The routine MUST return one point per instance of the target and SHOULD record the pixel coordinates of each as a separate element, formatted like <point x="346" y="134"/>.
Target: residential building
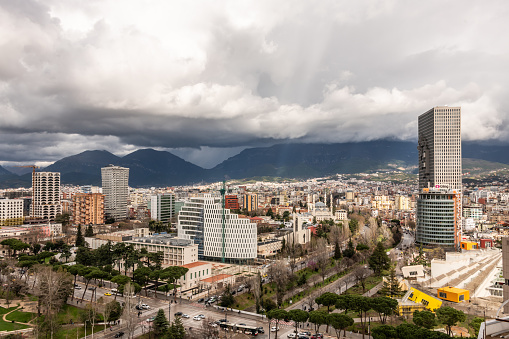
<point x="250" y="202"/>
<point x="176" y="251"/>
<point x="162" y="207"/>
<point x="87" y="208"/>
<point x="46" y="195"/>
<point x="439" y="202"/>
<point x="231" y="202"/>
<point x="115" y="185"/>
<point x="438" y="217"/>
<point x="197" y="271"/>
<point x="201" y="220"/>
<point x="11" y="212"/>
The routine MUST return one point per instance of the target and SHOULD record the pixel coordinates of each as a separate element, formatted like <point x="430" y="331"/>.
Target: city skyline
<point x="208" y="80"/>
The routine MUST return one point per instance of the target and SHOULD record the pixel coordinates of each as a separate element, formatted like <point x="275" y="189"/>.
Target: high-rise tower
<point x="439" y="203"/>
<point x="46" y="200"/>
<point x="115" y="181"/>
<point x="440" y="148"/>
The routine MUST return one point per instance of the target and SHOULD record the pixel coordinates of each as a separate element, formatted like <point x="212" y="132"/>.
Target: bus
<point x="250" y="330"/>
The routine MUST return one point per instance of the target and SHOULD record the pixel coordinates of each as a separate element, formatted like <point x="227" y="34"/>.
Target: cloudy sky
<point x="206" y="79"/>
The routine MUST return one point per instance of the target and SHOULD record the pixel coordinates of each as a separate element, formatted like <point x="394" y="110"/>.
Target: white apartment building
<point x="200" y="220"/>
<point x="115" y="184"/>
<point x="176" y="251"/>
<point x="162" y="207"/>
<point x="11" y="212"/>
<point x="46" y="195"/>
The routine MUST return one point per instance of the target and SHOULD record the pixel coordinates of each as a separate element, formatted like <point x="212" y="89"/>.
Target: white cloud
<point x="239" y="73"/>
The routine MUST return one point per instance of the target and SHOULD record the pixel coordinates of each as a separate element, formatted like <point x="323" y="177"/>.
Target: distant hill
<point x="149" y="167"/>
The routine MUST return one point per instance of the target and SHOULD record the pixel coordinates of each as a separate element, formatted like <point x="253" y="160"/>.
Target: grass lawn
<point x="69" y="331"/>
<point x="370" y="283"/>
<point x="22" y="317"/>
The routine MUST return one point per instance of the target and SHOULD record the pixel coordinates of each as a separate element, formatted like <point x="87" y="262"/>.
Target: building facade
<point x="439" y="203"/>
<point x="11" y="212"/>
<point x="201" y="220"/>
<point x="162" y="207"/>
<point x="87" y="208"/>
<point x="438" y="218"/>
<point x="440" y="148"/>
<point x="176" y="251"/>
<point x="250" y="202"/>
<point x="46" y="195"/>
<point x="115" y="184"/>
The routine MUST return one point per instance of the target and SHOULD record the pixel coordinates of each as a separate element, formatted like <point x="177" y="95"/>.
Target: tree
<point x="90" y="231"/>
<point x="361" y="274"/>
<point x="379" y="260"/>
<point x="337" y="251"/>
<point x="160" y="324"/>
<point x="339" y="322"/>
<point x="278" y="315"/>
<point x="345" y="302"/>
<point x="350" y="251"/>
<point x="425" y="319"/>
<point x="327" y="299"/>
<point x="53" y="289"/>
<point x="80" y="239"/>
<point x="176" y="330"/>
<point x="298" y="316"/>
<point x="227" y="300"/>
<point x="390" y="285"/>
<point x="385" y="307"/>
<point x="449" y="317"/>
<point x="318" y="318"/>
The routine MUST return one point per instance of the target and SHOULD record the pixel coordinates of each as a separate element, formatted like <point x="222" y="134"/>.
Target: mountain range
<point x="149" y="167"/>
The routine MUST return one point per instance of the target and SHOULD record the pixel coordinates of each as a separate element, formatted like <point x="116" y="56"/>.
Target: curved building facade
<point x="438" y="217"/>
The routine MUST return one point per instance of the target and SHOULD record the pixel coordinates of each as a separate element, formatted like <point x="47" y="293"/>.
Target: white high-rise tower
<point x="115" y="182"/>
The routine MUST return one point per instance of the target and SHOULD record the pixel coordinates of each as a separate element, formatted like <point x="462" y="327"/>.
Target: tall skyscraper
<point x="439" y="202"/>
<point x="115" y="182"/>
<point x="46" y="200"/>
<point x="440" y="148"/>
<point x="162" y="207"/>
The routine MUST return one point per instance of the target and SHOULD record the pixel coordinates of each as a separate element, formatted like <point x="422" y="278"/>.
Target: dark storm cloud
<point x="203" y="77"/>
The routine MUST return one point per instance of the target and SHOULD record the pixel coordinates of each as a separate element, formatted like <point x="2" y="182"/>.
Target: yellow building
<point x="469" y="245"/>
<point x="431" y="303"/>
<point x="453" y="294"/>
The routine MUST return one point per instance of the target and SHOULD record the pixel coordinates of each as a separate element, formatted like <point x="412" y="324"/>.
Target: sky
<point x="207" y="79"/>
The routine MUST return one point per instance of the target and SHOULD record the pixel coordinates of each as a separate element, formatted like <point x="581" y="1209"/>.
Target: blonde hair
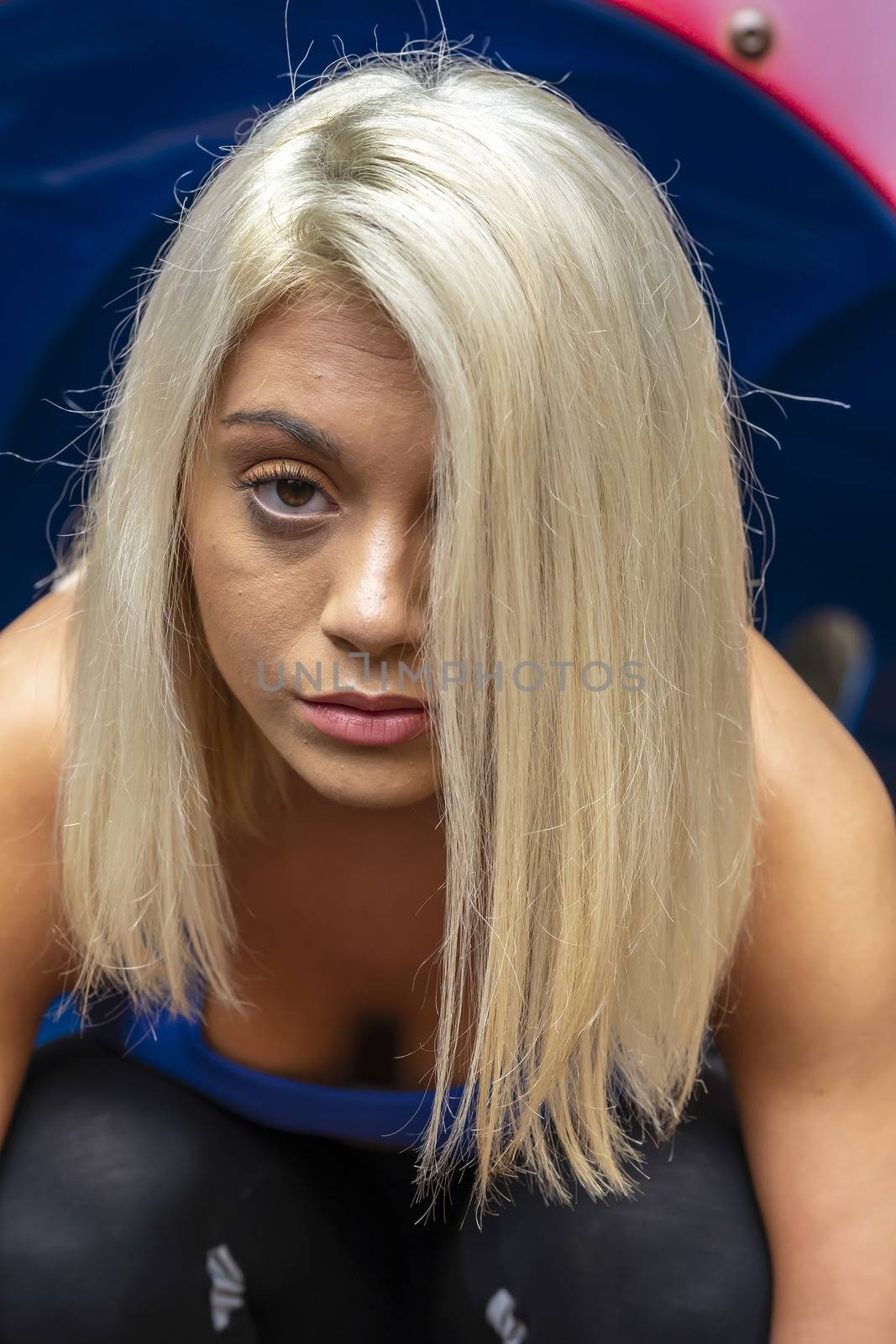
<point x="589" y="460"/>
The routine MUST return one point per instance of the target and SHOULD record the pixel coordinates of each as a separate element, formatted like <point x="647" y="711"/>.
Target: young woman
<point x="425" y="402"/>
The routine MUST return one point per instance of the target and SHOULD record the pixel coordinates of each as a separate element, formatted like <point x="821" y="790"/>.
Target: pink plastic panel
<point x="831" y="62"/>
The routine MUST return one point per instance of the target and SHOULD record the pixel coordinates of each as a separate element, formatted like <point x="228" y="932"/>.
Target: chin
<point x="355" y="783"/>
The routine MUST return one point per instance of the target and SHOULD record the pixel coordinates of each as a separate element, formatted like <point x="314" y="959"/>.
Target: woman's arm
<point x="810" y="1042"/>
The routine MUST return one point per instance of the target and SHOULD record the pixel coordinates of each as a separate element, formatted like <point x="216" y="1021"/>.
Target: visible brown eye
<point x="284" y="484"/>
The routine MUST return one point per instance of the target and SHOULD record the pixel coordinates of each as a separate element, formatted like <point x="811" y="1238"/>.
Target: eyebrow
<point x="311" y="436"/>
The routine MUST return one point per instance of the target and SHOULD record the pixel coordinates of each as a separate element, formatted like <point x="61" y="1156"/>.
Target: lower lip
<point x="365" y="727"/>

Problem to work on:
Word for word, quote the lines above. Omit the pictures.

Solved exercise:
The routine MUST return one point per instance of the target and SHOULD record the pixel coordinates of each as a separate element, formatted like <point x="346" y="134"/>.
Target: residential building
<point x="250" y="202"/>
<point x="176" y="251"/>
<point x="162" y="207"/>
<point x="87" y="208"/>
<point x="46" y="195"/>
<point x="439" y="202"/>
<point x="231" y="202"/>
<point x="115" y="185"/>
<point x="438" y="217"/>
<point x="197" y="271"/>
<point x="201" y="220"/>
<point x="11" y="212"/>
The routine MUST return one point per instance of the target and SHOULD record the pixel coordinates of each as a separate element, formatted like <point x="430" y="331"/>.
Target: city skyline
<point x="208" y="80"/>
The routine MUST return one point per instance of the target and SHOULD record the pixel coordinates of each as a separate element, formatted like <point x="275" y="189"/>.
Target: high-rise tower
<point x="439" y="203"/>
<point x="46" y="200"/>
<point x="115" y="181"/>
<point x="440" y="148"/>
The routine MUST return one point per instance of the target and SHOULD record the pixel coordinates of each as a separate element, formatted like <point x="212" y="132"/>.
Target: bus
<point x="250" y="330"/>
The routine MUST return one point per instance of the target and SHOULD record the pixel coordinates of each as a separate element, formatted like <point x="227" y="34"/>.
Target: cloudy sky
<point x="206" y="79"/>
The routine MUST return one point per instance of the target and SHOULD record the pixel coordinates of each as a separate element, formatted like <point x="394" y="110"/>.
Target: white apartment building
<point x="200" y="220"/>
<point x="115" y="184"/>
<point x="176" y="251"/>
<point x="162" y="207"/>
<point x="11" y="212"/>
<point x="46" y="195"/>
The routine MUST return one point per instance of the target and SHOULD record the pixel coordinates of each as a separate element, formatted like <point x="212" y="89"/>.
Target: white cloud
<point x="239" y="73"/>
The routine MUST return one point per instance of the target and SHOULD record the pixel coordinates of each as a separate element, formatted like <point x="323" y="177"/>.
Target: distant hill
<point x="149" y="167"/>
The routine MUST return one point per instance of the target and SHOULD record the pixel coordinates of each as a separate element, formatted like <point x="253" y="160"/>.
Target: grass lawn
<point x="69" y="331"/>
<point x="370" y="283"/>
<point x="22" y="317"/>
The routine MUST return one point per instance of the target and SHOULD record the pixel coordinates of each as a separate element, formatted like <point x="87" y="262"/>.
Target: building facade
<point x="439" y="203"/>
<point x="11" y="212"/>
<point x="201" y="220"/>
<point x="162" y="207"/>
<point x="87" y="208"/>
<point x="438" y="218"/>
<point x="440" y="148"/>
<point x="176" y="251"/>
<point x="250" y="202"/>
<point x="46" y="195"/>
<point x="115" y="184"/>
The routine MUST return one point per instance of the target and SHOULD record the pixel coordinates of each as a separate element, formatted like <point x="177" y="95"/>.
Target: tree
<point x="90" y="231"/>
<point x="361" y="274"/>
<point x="379" y="260"/>
<point x="337" y="251"/>
<point x="160" y="324"/>
<point x="339" y="322"/>
<point x="278" y="315"/>
<point x="345" y="302"/>
<point x="350" y="251"/>
<point x="425" y="319"/>
<point x="327" y="299"/>
<point x="53" y="289"/>
<point x="80" y="239"/>
<point x="176" y="330"/>
<point x="298" y="316"/>
<point x="227" y="300"/>
<point x="390" y="285"/>
<point x="385" y="307"/>
<point x="449" y="317"/>
<point x="318" y="318"/>
The routine MUST return one point per instance of the target and SHOULD record the pixel coordinates of each as a separate element, formatted like <point x="222" y="134"/>.
Target: mountain range
<point x="149" y="167"/>
The routine MUST return one point per instance of the target and SHOULD record the pixel coordinates of each as a separate element, formatted like <point x="116" y="56"/>.
Target: curved building facade
<point x="438" y="217"/>
The routine MUST return one point per instance of the target and SHOULD record the pixel coordinates of each as a separate element, formatted like <point x="47" y="293"/>.
Target: white high-rise tower
<point x="115" y="182"/>
The routine MUST return one point per instance of the target and SHOULD record the pixel coordinates of each as a separate element, formatted like <point x="462" y="327"/>.
Target: tall skyscraper
<point x="439" y="202"/>
<point x="115" y="182"/>
<point x="46" y="200"/>
<point x="440" y="148"/>
<point x="162" y="207"/>
The routine MUST return one point per instance of the target and SHOULD record the pixel coordinates of each as a separate element, formatted like <point x="422" y="278"/>.
Target: dark storm cloud
<point x="203" y="77"/>
The routine MUST return one point per instance of the target and SHOULD record the pixel coordinates of each as a separate element, formatted like <point x="2" y="182"/>.
Target: yellow building
<point x="469" y="245"/>
<point x="431" y="303"/>
<point x="453" y="294"/>
The routine MUST return one point per instance of the target and SHOULD record the pixel coordinates of each as a separate element, formatted like <point x="412" y="324"/>.
Target: sky
<point x="207" y="79"/>
The routine MUST return one point per instance of the target and SHOULD record the pixel coordinates of each as a separate element, formatted like <point x="581" y="1209"/>.
Target: blonde hair
<point x="589" y="460"/>
The routine MUST return one point per instance of the target and SHOULD record the pixel coordinates of each as a separate element, formatted like <point x="647" y="711"/>.
Target: young woman
<point x="425" y="402"/>
The routine MUST return one point per instance of the target and SHOULD record the pixel coordinates of each as a separate element, formatted like <point x="821" y="790"/>.
Target: pink plastic panel
<point x="831" y="62"/>
The routine MUST return one point per instance of the target and SHOULD record the pixel coordinates of each as a separate element, formatted like <point x="228" y="932"/>.
Target: chin
<point x="355" y="783"/>
The routine MUST return one point per instance of the target and SHOULD record the pixel coordinates of each as a separate element, formatted like <point x="314" y="959"/>.
Target: woman's arm
<point x="810" y="1042"/>
The routine MUST return one point per instance of the target and SHOULD record the pixel coordinates of each as a separate element, formatted like <point x="216" y="1021"/>.
Target: visible brown eye
<point x="284" y="484"/>
The routine MUST return one point per instance of the target and SHOULD record the pixel coordinates of each as a separate element, formatted like <point x="811" y="1238"/>.
Target: eyebrow
<point x="311" y="436"/>
The routine MUST return one point per instance of the target and SHOULD record the pixel coordinates of each as a separate element, formatted like <point x="61" y="1156"/>.
Target: lower lip
<point x="365" y="727"/>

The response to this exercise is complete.